What needs to be done: Lines in which "hand" appears should be pulled from the data below.

[Natural-language object grounding data]
______________________________

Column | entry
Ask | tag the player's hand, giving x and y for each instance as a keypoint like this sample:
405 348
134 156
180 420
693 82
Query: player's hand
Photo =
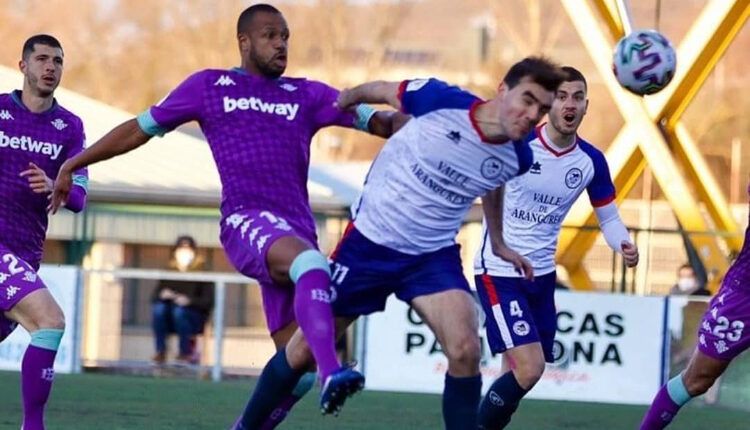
629 253
345 100
181 300
60 193
521 263
38 180
167 294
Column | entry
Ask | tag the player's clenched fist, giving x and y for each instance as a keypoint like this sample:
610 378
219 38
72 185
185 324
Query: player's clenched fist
629 254
38 180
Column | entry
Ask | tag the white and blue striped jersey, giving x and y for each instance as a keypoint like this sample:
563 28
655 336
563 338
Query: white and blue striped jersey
536 203
427 176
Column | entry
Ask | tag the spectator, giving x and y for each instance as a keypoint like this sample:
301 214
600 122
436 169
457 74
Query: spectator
688 283
181 307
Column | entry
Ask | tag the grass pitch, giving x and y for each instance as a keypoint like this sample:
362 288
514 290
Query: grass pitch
94 401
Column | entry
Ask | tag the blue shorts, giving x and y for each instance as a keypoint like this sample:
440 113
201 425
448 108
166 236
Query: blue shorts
364 274
519 312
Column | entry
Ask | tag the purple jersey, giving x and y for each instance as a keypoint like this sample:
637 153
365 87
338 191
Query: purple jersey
259 131
46 139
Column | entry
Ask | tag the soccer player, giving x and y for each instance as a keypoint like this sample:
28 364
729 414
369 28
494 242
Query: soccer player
258 124
36 136
401 240
722 336
521 317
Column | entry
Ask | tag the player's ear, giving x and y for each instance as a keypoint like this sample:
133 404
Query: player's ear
243 40
502 88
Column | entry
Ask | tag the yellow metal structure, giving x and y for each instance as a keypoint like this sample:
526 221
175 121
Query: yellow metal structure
641 140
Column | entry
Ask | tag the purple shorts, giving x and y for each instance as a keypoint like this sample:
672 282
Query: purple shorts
17 280
725 330
247 236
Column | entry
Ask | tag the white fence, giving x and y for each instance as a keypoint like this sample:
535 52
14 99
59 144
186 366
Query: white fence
602 340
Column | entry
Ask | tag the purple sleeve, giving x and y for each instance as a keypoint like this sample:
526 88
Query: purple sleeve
77 197
181 105
324 112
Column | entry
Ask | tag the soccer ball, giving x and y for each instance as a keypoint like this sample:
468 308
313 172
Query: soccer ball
644 62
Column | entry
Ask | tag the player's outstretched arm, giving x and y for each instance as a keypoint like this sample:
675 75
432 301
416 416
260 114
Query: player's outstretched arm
386 123
492 206
377 92
616 234
123 138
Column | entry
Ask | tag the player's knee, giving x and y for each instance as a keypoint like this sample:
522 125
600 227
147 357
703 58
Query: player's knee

______________________________

Solution for this exercise:
Ask | tag the player's hand, giving x and y for each instance as a keypoint like this sample:
Query: player's hand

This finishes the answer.